• _What is expected_
Look below for the line holding "One point rides on each instance of the flowering" and the line holding "One point rides on each instance of the horse's eye, each". Repeat those two and everything between, exactly.

====== Dataset records

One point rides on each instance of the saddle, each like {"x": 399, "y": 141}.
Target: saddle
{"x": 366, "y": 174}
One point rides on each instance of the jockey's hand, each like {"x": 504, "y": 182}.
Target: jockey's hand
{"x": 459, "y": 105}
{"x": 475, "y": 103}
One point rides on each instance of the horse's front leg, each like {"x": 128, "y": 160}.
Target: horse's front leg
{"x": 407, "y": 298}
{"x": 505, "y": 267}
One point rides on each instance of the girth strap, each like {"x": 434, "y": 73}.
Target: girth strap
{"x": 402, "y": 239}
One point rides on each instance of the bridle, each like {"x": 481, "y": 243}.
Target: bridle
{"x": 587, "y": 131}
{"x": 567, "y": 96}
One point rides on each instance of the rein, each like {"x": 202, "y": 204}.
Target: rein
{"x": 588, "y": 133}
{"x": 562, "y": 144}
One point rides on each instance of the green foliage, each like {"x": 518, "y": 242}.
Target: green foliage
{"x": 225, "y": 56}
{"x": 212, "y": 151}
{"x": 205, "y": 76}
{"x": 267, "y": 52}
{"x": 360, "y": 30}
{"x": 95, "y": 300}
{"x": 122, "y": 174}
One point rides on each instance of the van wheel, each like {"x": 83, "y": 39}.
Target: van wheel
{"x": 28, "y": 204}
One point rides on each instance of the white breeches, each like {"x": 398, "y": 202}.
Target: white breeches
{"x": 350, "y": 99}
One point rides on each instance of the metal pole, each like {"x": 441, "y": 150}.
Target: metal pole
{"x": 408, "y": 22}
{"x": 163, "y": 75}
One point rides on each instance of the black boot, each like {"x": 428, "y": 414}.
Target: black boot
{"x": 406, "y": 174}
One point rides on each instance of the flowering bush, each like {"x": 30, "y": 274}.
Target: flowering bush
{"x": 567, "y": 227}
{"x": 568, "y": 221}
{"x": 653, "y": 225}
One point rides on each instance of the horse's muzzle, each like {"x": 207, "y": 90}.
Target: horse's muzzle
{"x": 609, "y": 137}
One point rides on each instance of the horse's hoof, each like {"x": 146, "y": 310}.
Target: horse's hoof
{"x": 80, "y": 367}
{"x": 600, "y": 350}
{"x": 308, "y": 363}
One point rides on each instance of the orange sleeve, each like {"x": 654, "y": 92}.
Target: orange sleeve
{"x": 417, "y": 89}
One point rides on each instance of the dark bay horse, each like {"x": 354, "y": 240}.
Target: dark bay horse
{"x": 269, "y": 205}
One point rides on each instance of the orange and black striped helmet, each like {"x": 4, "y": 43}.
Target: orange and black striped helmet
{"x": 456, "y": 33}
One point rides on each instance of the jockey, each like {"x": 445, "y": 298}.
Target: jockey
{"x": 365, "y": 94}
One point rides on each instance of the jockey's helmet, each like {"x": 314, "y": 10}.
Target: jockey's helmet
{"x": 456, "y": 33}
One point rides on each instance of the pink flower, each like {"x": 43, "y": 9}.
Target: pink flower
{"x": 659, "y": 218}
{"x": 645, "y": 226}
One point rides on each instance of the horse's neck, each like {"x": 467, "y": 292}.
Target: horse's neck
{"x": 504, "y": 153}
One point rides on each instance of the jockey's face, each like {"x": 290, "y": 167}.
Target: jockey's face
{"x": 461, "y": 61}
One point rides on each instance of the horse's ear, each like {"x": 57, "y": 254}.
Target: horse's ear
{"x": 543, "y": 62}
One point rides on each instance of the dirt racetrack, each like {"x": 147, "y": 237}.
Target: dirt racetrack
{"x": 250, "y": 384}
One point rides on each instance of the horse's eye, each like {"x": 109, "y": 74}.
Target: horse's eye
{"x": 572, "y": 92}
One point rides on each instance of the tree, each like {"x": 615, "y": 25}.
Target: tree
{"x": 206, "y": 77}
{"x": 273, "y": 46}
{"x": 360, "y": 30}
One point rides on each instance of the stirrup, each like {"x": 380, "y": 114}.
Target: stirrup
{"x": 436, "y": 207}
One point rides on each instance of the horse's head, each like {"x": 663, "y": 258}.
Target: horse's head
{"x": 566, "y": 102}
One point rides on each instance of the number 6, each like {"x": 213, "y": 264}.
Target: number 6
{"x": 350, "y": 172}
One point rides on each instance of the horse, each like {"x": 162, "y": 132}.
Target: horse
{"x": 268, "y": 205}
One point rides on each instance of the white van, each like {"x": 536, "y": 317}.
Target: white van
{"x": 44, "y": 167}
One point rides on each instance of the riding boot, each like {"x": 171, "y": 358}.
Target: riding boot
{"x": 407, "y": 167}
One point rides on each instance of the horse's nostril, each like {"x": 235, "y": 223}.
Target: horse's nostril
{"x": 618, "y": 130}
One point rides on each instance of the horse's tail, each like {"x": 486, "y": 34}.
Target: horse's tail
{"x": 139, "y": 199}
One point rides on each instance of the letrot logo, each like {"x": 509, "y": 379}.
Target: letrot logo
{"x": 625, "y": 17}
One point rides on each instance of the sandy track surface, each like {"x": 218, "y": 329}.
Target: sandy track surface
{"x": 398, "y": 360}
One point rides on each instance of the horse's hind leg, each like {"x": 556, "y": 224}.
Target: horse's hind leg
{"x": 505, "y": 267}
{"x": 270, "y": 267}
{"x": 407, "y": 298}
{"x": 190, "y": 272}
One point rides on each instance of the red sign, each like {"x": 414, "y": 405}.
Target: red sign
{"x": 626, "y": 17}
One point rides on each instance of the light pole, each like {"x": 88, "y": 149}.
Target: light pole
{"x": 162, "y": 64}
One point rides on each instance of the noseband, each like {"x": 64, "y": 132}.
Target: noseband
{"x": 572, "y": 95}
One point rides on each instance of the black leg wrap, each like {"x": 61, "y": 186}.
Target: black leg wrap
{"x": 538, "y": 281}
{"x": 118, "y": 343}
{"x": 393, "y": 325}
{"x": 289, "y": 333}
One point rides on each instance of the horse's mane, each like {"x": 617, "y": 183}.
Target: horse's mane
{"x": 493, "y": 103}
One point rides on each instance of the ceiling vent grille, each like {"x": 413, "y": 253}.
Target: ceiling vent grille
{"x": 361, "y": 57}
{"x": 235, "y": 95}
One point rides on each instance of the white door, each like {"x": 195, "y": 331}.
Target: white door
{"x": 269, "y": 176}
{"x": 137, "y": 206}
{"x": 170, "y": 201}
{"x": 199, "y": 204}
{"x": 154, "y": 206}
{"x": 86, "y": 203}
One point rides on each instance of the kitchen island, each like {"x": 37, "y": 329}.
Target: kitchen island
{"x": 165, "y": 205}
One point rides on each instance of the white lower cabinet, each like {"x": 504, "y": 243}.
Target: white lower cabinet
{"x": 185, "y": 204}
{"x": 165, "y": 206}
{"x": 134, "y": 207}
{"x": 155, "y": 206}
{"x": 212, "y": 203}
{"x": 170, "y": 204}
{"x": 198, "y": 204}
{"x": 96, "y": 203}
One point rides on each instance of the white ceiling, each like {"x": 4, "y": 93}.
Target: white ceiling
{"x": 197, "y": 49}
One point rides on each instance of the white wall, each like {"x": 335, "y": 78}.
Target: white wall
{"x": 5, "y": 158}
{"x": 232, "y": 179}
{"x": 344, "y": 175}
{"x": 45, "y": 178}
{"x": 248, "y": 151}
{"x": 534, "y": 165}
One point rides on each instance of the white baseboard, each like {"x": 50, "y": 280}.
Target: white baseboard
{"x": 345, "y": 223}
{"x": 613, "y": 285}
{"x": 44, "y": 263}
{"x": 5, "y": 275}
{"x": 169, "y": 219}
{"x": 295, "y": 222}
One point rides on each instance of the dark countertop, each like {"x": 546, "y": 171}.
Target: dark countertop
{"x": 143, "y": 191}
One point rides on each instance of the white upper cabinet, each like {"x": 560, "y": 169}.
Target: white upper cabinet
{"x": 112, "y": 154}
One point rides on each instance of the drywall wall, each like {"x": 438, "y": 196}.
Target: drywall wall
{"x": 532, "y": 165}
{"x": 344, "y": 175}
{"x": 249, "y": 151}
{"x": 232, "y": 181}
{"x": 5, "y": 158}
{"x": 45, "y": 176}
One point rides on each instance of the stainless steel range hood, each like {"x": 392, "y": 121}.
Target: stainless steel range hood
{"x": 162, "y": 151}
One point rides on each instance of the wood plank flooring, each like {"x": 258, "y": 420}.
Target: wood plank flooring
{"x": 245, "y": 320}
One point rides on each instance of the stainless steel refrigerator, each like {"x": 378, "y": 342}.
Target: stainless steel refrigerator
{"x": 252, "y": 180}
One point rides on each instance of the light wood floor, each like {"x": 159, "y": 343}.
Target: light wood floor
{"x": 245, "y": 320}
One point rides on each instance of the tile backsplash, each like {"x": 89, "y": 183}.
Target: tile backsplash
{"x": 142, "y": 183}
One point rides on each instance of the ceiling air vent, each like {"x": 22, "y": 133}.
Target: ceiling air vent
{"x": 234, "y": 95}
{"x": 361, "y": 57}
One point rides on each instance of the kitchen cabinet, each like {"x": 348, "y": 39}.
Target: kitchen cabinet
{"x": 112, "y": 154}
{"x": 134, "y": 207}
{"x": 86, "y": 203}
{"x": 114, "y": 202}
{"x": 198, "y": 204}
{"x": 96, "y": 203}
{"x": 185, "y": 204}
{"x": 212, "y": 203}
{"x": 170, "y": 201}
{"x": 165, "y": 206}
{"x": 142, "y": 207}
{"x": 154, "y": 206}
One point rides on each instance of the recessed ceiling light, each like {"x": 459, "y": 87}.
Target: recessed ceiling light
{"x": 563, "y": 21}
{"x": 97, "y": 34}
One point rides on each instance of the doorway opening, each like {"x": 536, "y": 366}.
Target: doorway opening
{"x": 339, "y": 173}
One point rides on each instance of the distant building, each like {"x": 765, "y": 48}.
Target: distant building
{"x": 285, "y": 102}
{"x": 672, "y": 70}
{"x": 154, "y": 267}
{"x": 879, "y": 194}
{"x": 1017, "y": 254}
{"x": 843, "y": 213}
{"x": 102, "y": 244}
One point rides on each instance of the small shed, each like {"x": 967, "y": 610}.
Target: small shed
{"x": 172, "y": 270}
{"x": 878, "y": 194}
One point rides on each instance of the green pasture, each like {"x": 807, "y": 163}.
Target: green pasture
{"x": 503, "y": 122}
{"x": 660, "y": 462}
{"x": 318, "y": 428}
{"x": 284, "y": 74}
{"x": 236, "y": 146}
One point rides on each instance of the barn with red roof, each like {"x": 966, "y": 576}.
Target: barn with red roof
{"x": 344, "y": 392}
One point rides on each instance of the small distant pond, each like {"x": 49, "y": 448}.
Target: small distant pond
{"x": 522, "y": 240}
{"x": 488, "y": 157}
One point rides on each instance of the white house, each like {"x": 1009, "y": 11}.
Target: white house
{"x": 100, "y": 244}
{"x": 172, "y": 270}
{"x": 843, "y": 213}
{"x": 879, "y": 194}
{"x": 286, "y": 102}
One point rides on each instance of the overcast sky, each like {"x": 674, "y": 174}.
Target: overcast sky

============

• _Answer box_
One point rides on each instance of the flowering bush, each like {"x": 30, "y": 274}.
Target: flowering bush
{"x": 567, "y": 227}
{"x": 568, "y": 221}
{"x": 653, "y": 225}
One point rides on each instance of the horse's muzzle, each like {"x": 207, "y": 90}.
Target: horse's muzzle
{"x": 609, "y": 137}
One point rides on each instance of the horse's hoof, each like {"x": 146, "y": 310}.
Target: horse's hoof
{"x": 80, "y": 367}
{"x": 600, "y": 350}
{"x": 308, "y": 363}
One point rides on each instance of the orange sleeve, each like {"x": 654, "y": 92}.
Target: orange sleeve
{"x": 417, "y": 89}
One point rides on each instance of the dark bay horse, each like {"x": 354, "y": 240}.
Target: dark bay horse
{"x": 269, "y": 205}
One point rides on each instance of the orange and black striped helmet, each like {"x": 4, "y": 43}.
Target: orange and black striped helmet
{"x": 456, "y": 33}
One point rides on each instance of the jockey, each like {"x": 445, "y": 298}.
Target: jockey
{"x": 365, "y": 94}
One point rides on each instance of the jockey's helmet, each like {"x": 314, "y": 10}.
Target: jockey's helmet
{"x": 456, "y": 33}
One point rides on each instance of the pink flower, each like {"x": 43, "y": 9}.
Target: pink flower
{"x": 659, "y": 218}
{"x": 645, "y": 226}
One point rides on each instance of the horse's neck, each like {"x": 467, "y": 292}.
Target: horse's neck
{"x": 504, "y": 153}
One point rides on each instance of the jockey's face, each like {"x": 290, "y": 167}.
Target: jockey's face
{"x": 461, "y": 61}
One point rides on each instance of the horse's ear, each like {"x": 57, "y": 254}.
Target: horse's ear
{"x": 543, "y": 62}
One point rides on each instance of the dirt racetrack, each like {"x": 147, "y": 237}.
Target: dirt racetrack
{"x": 250, "y": 384}
One point rides on each instance of the horse's eye, each like {"x": 109, "y": 74}.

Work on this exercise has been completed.